Do this → Copy the lines below verbatim, beginning with the line that includes "Consider the photo above. For every instance of the pile" and continuing to the end; leave out everything before it.

Records from a point labeling set →

>>>

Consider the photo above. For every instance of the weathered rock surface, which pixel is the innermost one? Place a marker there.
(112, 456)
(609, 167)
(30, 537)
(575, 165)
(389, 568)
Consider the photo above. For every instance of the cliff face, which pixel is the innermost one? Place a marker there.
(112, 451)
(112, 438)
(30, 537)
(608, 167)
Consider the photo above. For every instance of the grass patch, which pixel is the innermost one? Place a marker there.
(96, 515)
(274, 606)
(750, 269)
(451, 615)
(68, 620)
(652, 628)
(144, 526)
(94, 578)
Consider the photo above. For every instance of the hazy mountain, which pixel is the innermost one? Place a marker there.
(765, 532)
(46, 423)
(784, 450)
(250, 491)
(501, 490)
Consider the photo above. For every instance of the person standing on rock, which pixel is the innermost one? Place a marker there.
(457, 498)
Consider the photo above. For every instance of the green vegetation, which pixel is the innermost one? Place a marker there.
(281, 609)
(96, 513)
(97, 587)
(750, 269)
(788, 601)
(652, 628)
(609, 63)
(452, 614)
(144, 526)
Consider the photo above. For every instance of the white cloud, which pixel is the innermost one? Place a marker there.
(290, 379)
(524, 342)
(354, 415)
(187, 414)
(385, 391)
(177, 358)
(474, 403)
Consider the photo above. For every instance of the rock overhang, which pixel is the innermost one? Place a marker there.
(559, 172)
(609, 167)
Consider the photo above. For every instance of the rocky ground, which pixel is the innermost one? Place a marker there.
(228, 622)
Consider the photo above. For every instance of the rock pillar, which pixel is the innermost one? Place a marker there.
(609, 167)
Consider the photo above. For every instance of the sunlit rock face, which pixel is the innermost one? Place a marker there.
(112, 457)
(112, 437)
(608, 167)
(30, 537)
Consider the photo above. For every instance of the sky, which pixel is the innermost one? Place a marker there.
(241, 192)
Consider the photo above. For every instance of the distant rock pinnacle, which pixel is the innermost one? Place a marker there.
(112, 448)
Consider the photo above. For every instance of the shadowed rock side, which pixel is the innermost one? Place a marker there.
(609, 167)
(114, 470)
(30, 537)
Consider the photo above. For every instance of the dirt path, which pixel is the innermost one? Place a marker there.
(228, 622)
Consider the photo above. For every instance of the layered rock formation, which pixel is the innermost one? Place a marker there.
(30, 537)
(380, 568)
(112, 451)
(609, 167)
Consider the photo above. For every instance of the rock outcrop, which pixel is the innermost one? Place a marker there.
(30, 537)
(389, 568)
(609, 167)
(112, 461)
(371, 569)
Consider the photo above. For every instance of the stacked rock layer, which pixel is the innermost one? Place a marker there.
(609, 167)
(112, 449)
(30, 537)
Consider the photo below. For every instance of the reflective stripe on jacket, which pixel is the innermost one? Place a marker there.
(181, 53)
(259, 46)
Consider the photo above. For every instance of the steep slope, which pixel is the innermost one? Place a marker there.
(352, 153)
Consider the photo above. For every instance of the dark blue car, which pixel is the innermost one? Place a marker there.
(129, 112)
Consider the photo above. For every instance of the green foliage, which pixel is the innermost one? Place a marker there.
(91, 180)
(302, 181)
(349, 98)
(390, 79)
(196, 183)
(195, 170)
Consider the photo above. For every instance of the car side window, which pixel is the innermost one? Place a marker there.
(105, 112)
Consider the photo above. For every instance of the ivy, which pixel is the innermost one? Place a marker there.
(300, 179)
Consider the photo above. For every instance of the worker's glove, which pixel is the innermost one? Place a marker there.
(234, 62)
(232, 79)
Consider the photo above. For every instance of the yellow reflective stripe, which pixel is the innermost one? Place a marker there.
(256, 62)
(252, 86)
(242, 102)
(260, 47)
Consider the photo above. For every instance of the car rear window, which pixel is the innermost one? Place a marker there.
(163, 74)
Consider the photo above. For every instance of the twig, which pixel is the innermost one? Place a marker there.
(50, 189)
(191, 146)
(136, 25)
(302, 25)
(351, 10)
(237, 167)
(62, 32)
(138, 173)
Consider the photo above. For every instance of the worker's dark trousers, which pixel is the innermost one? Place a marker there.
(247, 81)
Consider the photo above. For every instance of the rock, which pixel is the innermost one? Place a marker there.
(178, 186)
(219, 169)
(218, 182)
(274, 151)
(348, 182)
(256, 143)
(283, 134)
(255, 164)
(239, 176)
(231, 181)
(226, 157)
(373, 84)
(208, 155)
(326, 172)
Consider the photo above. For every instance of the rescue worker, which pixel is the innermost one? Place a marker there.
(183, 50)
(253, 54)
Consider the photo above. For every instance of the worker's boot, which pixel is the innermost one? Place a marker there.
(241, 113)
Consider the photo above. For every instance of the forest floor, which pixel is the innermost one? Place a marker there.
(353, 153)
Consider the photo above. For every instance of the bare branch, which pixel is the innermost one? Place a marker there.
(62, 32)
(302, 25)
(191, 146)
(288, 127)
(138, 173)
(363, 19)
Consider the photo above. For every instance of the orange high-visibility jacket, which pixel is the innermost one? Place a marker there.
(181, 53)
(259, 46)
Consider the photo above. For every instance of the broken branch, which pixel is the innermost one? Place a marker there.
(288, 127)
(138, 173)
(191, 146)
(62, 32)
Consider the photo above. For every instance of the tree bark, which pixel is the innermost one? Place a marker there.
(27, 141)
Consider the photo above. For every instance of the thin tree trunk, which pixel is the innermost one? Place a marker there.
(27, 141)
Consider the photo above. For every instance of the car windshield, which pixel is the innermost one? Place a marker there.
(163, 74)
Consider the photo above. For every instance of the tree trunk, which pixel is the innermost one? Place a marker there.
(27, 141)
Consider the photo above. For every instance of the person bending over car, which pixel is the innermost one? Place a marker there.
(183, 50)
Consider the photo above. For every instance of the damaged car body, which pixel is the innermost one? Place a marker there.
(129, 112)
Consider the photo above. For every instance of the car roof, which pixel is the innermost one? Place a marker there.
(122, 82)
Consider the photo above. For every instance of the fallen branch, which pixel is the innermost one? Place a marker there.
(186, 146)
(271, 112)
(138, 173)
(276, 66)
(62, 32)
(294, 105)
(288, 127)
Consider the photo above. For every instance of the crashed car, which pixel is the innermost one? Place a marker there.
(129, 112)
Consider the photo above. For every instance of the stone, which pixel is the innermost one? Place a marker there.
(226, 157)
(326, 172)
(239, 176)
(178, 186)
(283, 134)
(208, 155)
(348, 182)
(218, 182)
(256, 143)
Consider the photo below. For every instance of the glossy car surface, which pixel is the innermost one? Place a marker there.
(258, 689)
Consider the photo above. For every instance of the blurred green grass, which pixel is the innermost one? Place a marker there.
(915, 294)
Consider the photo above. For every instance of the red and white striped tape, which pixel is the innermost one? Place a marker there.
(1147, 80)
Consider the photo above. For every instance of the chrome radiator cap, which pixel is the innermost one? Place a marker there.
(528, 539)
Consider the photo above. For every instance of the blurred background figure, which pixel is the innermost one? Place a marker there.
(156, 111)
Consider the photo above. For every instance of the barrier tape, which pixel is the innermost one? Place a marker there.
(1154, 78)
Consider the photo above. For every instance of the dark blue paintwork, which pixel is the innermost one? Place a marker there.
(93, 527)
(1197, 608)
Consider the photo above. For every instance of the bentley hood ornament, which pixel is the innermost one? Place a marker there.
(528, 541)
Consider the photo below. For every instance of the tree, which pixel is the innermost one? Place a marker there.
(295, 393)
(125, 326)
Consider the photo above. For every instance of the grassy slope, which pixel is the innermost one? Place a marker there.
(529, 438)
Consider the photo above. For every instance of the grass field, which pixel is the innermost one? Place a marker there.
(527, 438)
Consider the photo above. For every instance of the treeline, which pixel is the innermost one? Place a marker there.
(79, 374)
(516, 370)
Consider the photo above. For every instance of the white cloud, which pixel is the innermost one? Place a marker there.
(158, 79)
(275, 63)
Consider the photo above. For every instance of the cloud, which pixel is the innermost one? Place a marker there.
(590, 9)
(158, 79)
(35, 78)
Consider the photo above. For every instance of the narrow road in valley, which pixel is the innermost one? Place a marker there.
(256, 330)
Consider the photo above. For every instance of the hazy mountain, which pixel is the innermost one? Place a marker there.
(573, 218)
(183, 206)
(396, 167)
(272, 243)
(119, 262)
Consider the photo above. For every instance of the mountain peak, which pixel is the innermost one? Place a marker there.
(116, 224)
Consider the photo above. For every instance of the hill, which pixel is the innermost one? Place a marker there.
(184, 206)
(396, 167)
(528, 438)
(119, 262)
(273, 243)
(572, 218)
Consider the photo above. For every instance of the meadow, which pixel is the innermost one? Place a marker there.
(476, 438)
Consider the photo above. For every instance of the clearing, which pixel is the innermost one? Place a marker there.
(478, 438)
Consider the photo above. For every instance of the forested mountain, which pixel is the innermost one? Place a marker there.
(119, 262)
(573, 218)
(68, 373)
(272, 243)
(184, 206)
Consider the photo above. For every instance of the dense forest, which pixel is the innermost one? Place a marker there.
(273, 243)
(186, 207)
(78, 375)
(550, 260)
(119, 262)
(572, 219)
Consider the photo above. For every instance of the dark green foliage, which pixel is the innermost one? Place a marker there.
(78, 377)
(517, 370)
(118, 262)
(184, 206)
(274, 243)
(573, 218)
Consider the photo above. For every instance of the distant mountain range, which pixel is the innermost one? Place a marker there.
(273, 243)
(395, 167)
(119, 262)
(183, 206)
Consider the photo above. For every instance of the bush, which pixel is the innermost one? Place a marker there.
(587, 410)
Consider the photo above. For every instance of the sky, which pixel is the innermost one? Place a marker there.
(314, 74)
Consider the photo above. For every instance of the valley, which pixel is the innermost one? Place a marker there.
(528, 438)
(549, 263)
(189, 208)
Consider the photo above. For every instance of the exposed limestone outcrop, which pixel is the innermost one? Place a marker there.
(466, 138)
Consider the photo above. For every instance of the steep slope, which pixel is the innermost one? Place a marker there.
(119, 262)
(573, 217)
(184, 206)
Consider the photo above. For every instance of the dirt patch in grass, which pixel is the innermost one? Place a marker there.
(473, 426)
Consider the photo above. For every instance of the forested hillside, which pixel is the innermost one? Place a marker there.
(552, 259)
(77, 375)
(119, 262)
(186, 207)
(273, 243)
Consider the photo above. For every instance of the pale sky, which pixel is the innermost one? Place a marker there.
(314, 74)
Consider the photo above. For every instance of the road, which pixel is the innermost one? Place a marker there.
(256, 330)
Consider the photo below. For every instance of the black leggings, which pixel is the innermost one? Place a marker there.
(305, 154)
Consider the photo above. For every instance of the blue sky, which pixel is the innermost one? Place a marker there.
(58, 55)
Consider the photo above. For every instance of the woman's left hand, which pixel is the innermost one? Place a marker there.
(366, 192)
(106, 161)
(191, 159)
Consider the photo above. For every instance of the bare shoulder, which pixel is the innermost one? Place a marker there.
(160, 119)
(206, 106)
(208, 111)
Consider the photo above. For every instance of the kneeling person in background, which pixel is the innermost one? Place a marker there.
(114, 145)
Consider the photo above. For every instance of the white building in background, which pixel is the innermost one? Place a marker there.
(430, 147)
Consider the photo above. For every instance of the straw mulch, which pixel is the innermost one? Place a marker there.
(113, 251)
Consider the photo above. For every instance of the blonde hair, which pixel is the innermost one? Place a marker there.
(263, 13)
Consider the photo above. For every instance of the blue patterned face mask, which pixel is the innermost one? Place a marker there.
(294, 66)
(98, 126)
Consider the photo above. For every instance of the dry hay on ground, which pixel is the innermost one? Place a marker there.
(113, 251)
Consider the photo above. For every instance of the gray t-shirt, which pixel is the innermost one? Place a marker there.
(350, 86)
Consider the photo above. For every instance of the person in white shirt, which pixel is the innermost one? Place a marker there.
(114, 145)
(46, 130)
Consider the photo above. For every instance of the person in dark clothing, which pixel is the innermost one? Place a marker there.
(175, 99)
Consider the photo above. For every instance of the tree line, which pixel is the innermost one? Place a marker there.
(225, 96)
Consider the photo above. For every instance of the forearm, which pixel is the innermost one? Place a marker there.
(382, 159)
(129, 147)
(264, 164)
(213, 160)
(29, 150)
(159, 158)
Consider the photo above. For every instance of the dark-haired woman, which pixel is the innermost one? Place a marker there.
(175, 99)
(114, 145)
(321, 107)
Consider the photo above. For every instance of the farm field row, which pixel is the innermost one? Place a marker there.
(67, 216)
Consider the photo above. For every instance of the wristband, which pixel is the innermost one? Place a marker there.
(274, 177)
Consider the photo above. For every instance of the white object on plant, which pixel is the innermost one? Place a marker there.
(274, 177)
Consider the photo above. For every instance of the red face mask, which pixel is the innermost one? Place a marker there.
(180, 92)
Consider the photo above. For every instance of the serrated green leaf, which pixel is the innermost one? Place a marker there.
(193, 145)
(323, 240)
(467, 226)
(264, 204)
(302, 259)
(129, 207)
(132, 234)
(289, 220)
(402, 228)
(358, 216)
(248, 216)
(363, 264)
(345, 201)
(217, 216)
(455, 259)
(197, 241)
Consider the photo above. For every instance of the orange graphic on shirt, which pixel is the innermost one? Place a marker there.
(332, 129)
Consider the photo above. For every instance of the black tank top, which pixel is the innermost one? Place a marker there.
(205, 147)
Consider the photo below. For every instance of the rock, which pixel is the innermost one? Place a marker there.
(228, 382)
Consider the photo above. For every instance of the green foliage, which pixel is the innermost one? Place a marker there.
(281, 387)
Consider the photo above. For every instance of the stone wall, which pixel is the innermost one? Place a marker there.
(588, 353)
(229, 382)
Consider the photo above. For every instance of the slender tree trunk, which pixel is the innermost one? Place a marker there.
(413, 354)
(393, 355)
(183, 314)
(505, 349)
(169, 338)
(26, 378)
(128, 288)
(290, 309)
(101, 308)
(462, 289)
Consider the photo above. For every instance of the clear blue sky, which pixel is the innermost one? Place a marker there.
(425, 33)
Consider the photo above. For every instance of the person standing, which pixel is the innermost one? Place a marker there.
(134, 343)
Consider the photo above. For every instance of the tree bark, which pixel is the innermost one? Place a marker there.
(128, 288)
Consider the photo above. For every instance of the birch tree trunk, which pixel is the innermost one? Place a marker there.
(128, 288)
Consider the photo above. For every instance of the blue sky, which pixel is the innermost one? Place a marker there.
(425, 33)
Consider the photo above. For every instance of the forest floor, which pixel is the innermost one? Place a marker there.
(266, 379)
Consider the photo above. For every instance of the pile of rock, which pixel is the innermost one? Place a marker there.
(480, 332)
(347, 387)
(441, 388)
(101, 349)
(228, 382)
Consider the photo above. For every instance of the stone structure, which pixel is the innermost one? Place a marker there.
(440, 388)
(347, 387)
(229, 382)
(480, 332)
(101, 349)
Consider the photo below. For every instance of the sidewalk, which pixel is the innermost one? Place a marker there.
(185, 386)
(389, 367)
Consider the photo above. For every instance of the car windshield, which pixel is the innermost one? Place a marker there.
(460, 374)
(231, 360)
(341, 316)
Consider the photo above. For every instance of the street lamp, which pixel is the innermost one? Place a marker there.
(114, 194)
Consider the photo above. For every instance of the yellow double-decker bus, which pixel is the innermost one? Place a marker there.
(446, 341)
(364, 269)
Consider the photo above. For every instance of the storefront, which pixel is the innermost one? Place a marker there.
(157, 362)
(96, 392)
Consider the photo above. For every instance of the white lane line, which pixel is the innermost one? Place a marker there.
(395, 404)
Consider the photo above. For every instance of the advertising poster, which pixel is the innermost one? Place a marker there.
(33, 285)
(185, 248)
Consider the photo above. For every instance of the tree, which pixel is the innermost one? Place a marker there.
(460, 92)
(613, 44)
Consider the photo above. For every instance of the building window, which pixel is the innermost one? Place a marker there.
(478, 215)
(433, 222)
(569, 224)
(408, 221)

<<<

Reply to the task →
Consider the photo above. For every instance of the pile of rock, which pixel is the innermost one? Place a marker there.
(480, 332)
(347, 387)
(441, 388)
(101, 349)
(228, 382)
Consider the photo above. For every instance of the stone structure, which pixel is the innermost one? Place a marker there.
(440, 388)
(347, 387)
(229, 382)
(480, 332)
(101, 349)
Consider the photo below. For every instance of the sidewalk, which pixel is the innermost one? Place a marker there.
(185, 386)
(389, 367)
Consider the photo above. For every instance of the car windshield, which pixel is the innermost one? Place a marker there.
(460, 374)
(231, 360)
(341, 316)
Consider the photo above. For every instance of the street lamp, which pixel is the innermost one? Place a marker there.
(114, 194)
Consider the photo above. For every instance of the yellow double-decker bus, which pixel is the innermost one? Place a marker there.
(446, 341)
(364, 269)
Consider the photo above. For every instance of the storefront, which pixel is the innermost one? Place a marker there.
(157, 362)
(96, 392)
Consider the photo above. For every instance of the white lane line, which pixel is the innermost one? Place a marker there.
(395, 404)
Consider the photo above. For every instance of the advertising poster, which pixel is the innermost one? Place a marker there.
(33, 285)
(185, 248)
Consider the photo above. For every instance of the tree, which pixel is the innermost one? Place a marker there.
(460, 92)
(613, 44)
Consider the photo above. For every instance of the building window, which pixel is the innermost one? Place a marker there.
(478, 215)
(433, 222)
(569, 224)
(408, 221)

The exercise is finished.